(Dataset excerpts on object pointing)
━━━━━━━━

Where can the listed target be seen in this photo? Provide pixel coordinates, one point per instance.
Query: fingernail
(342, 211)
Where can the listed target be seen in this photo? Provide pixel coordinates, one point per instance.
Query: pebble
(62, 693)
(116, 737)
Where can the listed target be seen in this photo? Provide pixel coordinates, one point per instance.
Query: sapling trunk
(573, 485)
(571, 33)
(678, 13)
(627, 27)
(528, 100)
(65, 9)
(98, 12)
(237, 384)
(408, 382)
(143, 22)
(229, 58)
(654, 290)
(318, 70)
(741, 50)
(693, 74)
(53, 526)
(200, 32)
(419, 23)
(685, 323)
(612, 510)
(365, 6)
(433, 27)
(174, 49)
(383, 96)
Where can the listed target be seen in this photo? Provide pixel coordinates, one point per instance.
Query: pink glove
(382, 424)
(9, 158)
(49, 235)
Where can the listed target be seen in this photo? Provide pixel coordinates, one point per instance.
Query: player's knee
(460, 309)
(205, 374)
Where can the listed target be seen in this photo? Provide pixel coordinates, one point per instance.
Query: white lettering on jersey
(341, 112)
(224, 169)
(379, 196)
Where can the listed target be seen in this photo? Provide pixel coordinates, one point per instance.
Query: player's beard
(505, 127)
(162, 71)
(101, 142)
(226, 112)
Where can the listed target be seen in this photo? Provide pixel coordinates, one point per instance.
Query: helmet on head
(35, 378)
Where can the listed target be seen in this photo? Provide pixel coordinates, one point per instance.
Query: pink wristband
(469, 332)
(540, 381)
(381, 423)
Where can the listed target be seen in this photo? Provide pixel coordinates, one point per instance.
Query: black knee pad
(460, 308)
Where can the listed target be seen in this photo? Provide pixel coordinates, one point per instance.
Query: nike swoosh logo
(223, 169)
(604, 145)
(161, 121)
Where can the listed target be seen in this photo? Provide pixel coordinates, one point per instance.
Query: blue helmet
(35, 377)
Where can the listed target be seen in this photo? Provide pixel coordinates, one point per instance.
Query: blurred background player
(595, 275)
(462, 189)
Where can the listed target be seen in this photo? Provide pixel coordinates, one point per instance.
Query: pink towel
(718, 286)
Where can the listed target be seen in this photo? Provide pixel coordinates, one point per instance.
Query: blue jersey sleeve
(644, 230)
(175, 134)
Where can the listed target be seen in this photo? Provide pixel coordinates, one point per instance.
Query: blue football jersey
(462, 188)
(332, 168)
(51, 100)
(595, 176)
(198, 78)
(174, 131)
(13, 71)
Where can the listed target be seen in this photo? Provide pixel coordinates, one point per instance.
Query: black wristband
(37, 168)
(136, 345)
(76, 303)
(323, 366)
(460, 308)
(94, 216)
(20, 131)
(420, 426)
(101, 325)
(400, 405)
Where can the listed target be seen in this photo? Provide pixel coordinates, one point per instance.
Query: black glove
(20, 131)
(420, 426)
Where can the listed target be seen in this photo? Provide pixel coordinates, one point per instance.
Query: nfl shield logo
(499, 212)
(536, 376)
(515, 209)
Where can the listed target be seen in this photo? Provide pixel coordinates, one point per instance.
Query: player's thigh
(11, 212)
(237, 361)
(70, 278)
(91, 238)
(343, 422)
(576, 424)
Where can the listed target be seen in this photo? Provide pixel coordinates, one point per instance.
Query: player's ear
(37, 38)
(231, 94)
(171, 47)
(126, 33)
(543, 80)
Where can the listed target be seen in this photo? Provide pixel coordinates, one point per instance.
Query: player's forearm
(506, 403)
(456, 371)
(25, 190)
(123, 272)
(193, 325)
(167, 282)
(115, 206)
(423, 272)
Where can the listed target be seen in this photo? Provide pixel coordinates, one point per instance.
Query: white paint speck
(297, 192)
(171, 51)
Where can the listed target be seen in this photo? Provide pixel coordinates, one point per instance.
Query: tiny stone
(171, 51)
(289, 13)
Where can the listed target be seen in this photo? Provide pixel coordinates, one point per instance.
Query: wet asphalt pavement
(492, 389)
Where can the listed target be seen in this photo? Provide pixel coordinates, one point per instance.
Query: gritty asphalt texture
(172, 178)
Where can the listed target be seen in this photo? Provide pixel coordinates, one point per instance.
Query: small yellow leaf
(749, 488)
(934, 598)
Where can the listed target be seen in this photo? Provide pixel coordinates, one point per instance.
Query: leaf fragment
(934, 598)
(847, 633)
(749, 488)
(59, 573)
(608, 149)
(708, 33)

━━━━━━━━

• Requirement: Give back the whole listing, word for word.

• The answer:
Where can the listed target be seen in this photo? Provide pixel coordinates, one point per instance.
Query: fingernail
(342, 211)
Where can the listed target be seen in this photo? Provide pixel coordinates, one point per instance.
Query: pebble
(62, 693)
(116, 737)
Where can the listed target be seen in this photo? Provide pixel coordinates, one point per instance.
Query: sapling trunk
(573, 485)
(571, 33)
(678, 13)
(627, 27)
(528, 100)
(65, 9)
(98, 12)
(237, 384)
(408, 382)
(143, 22)
(229, 58)
(654, 290)
(318, 70)
(741, 50)
(693, 74)
(53, 526)
(200, 32)
(419, 23)
(685, 323)
(612, 510)
(365, 6)
(433, 27)
(174, 49)
(383, 96)
Where can the listed target be seen in this photo? Provide pixel coordinates, one point per instance.
Query: pink glove
(382, 424)
(9, 158)
(49, 235)
Where can the listed target be seen in this photo? Provide pixel coordinates, one point per instance.
Query: player's knee
(460, 309)
(205, 374)
Where can the listed target be seen in this photo? Provide pixel coordinates, one point per instance.
Query: white lettering on jersey
(341, 112)
(224, 169)
(379, 196)
Where can the listed target be seen in this photo? Provide pixel coordinates, one point per instance.
Query: player's beard
(505, 127)
(162, 71)
(101, 142)
(226, 112)
Where can the listed target be seen in this photo? Provide pixel coordinates, one point per instance.
Query: helmet on head
(35, 378)
Where can the listed target be seen in this photo? Provide pixel coordinates, one point per instance.
Query: pink wristband
(469, 332)
(540, 381)
(381, 423)
Where can the listed target be seen in this photo? Provide pixel coordinates, one point per instance.
Query: black knee pad
(460, 308)
Where can the listed target be seen in this photo? Provide pixel coordinates, one point per instance.
Query: nike swoosh logo
(223, 169)
(604, 145)
(161, 121)
Where can the listed target be seen in this photo? Provide pixel coordinates, one point per instance.
Query: blue helmet
(35, 377)
Where can the listed target be seen in this photo? Provide pixel coordinates, one point per instance.
Query: blurred background player
(595, 275)
(462, 189)
Where can the listed target be seen in this photo? Provide pixel coordinates, one point per instance.
Query: pink towel
(718, 286)
Where can the listed target be seen in this photo? Provide pixel coordinates, one point per instance.
Query: blue jersey sleeve
(644, 230)
(175, 134)
Where can the listed target be seen in this photo? Provide pixel coordinates, one point per instance.
Query: blue football jersey
(462, 188)
(332, 168)
(51, 100)
(595, 176)
(198, 78)
(174, 131)
(13, 71)
Where can the listed target be seen in this photo? Provide pixel coordinates, one point per instance.
Query: black wristband
(37, 168)
(136, 345)
(76, 303)
(323, 366)
(460, 308)
(94, 216)
(20, 131)
(420, 426)
(101, 325)
(400, 405)
Where can the listed target be seen in this photo? Provide pixel coordinates, one point per instance.
Query: black glove
(20, 131)
(420, 426)
Where can the listed target be seen in this photo? Provide pixel coordinates, one point per instance.
Query: nfl shield logo
(499, 212)
(536, 376)
(515, 209)
Where can the listed target be seen in this photo? Provide pixel coordinates, one point per instance.
Query: player's thigh
(11, 212)
(237, 361)
(70, 278)
(91, 238)
(343, 422)
(576, 424)
Where can the listed target be seen in this photo? Provide pixel coordinates, one point per instance.
Query: player's ear
(37, 38)
(231, 94)
(171, 47)
(126, 33)
(543, 80)
Where can the listed target be seen in this photo? Provide pixel coordinates, one point per instance.
Query: player's forearm
(506, 403)
(456, 371)
(25, 190)
(123, 272)
(193, 325)
(167, 282)
(115, 206)
(423, 272)
Where can the listed target be seen in this photo? Provide pixel coordinates, one point per instance.
Query: white paint speck
(297, 192)
(171, 51)
Where can the listed target be seen in this photo? Provide pixel coordinates, one point per instance.
Query: tiny stone
(171, 51)
(289, 13)
Where can the listed target be seen in this photo? Provide pixel coordinates, one point per instance.
Query: wet asphalt pavement
(492, 389)
Where can the listed target be seen in this photo? Provide pixel coordinates, one point per instance.
Query: gritty asphalt texture
(172, 178)
Where can the listed target be seen in this photo? Provide pixel coordinates, one point per instance.
Query: small yellow leaf
(749, 488)
(934, 598)
Where can the listed target be seen in this photo? Provide pixel coordinates, one point per instance.
Query: leaf fragment
(934, 598)
(847, 633)
(749, 488)
(59, 573)
(608, 149)
(708, 33)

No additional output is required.